■ SELECTED EXCERPT ■
§
What Did I Break on My Laptop??

Today I decided to clean the dust in my laptop when I accidentally broke the cable connector off what I think is the Wifi/Bluetooth card. Not sure how I did it but think I might have bumped it with the back cover. If you look at the picture I'm pretty sure I ripped it clean off the solder point. However, upon turning on my laptop both Wi-Fi and Bluetooth worked. So I'm just wondering what exactly I broke and is it worth getting it repaired.

Was really worried that micro soldering work was needed, especially because of Sydney's lockdown. So lucky it still works.

Thanks,
A relieved chicken.

Comments

  • -2

    Network card. No soldering is needed as those leads should plug into the card.

    Edit: on second glance, it appears that the lead to your card was in fact soldered. The laptop network cards I've seen before have all been pluggable.

    • +9

      Those are pluggable, they just broke the plug lol.

      • Facepalm OP how did you manage that?!

        • +1

          That is going to be a BiT**** to solder back. Maybe just get a new card ?

  • +3

    I think they are both wifi antennas, so might have a weaker signal

    • +3

      Looks like “Main” broke clean, “Aux” is ok.

      OP, you clean the inside of your laptop??

      • +1

        Cleaning out the dust build up on fans every once in a while is a good idea.
        I wouldn't touch anything else unless there was dust build up and even then just use compressed air

  • -1

    If you google anatel:03878-16 you get several hits, one of which says (translated from Portugese)

    ANATEL Identifiers are unique authorization numbers assigned by Brazil's Agency of National Telecommunications (quite similar to the FCC in the USA). These device certifications exist to ensure consumer product quality and authorize operation at given frequencies and power outputs. For each rated device, you can find operating freuqncies, SAR levels, test reports, and user manuals for the devices. NumRFGCT: 826316

    so, at a guess, kusama and ascorbic may have it….note did NOT search exhaustively

    • +1

      Perhaps you were looking for this
      https://www.intel.com/content/dam/www/public/us/en/documents...
§
■ RECORD EXCERPTS ■

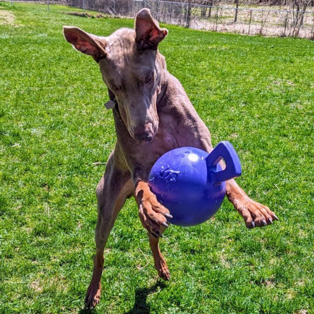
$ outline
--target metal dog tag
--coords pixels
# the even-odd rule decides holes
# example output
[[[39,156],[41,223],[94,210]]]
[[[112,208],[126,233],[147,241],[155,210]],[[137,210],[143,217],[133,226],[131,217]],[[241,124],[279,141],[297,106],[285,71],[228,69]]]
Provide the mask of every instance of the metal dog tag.
[[[114,108],[115,106],[116,106],[116,103],[113,100],[108,100],[104,105],[106,107],[106,108],[108,110],[109,109],[112,109],[112,108]]]

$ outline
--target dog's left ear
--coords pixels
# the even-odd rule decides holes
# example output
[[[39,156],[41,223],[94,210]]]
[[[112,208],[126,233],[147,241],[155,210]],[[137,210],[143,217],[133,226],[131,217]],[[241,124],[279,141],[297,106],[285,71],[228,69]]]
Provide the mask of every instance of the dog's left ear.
§
Extend the thread about the laptop Wi-Fi card connector that snapped off during cleaning, picking up right after its last line.

■ RESULT BELOW ■
      The Wifi module is Intel Wifi Dual BAnd AC 8265

      It's a very common part. Can buy on from computer shops for around $39 which comes in a PCIE riser card for desktop computers, but it can be slotted into M.2 slot in your laptop

      It seems that OP has managed to rip out the socket, if you look closely the socket is still attached to the dangling (loose) wire. Will need some soldering work to re-attach socket.

  • +1

    It's your WiFi adaptor.
    You will need to purchase a new one. +/- @ $30
    Just need to make sure you purchase the correct socket.

    You can try to solder, but you will prob find it pretty difficult on this one… You will need to try and solder from the underside, and it will be a super fine joint.
    Best to just save yourself the headache and buy a new one.

    • +6

      No option but to solder the broken connector. That's a soldered on card variant, not socketed thus not removable.

      OP: Any repair kiosk in mall or street shop can resolder the connector in 2 mins.

    • You will need to try and solder from the underside

      It looks like a surface mount connector to me; the required soldering will be on the top side.

  • +1

    BTW - it will still work as the 'main' connector is intact. However, you will have a reduction in performance.
    https://www.intel.com.au/content/www/au/en/support/articles/...

  • +2

    So if you can't solder it, then tape the wire down so that it at least sits on the right spot. and then put some foam over the top so when you close the case back down it is pressing firmly down on it. might be ok if you can get it in the right spot…

    if not you can get electrically conductive glue also.

    • So if you can't solder it, then tape the wire down so that it at least sits on the right spot. and then put some foam over the top so when you close the case back down it is pressing firmly down on it. might be ok if you can get it in the right spot…

      I wouldn't do that as the distance between the pads is really small, so if the top ground pad rotates or moves out of place, it can short the center pin to ground.

  • Wow looks like the card itself is soldered onto the board as well, so you can't replace it.

    USB wifi adapter might be the easiest/ cheapest solution.

    • +1

      I very much doubt it considering the PCB colour differences between motherboard and wifi card, and that there's a RF/heat shield covering up where the mini pci-e connector is.

      Replacing the wifi card is the cheapest option. They cost a few dollars on eBay and are easy to install (if the shield is easy to remove, which they should be by design).

      • +1

        I very much doubt it considering the PCB colour differences between motherboard and wifi card, and that there's a RF/heat shield covering up where the mini pci-e connector is.

        It is definitely soldered. If it used a slot it would need screws to hold it down. There are no contacts under the shield..

        • Thanks, I didn't know.

          Is the only way to replace it, to use a BGA soldering machine? Could hot air be used?

          • @studentl0an:

            Is the only way to replace it, to use a BGA soldering machine? Could hot air be used?

            You could heat it up from underneath with hot air. Just make sure you look out for other components that may fall off. :)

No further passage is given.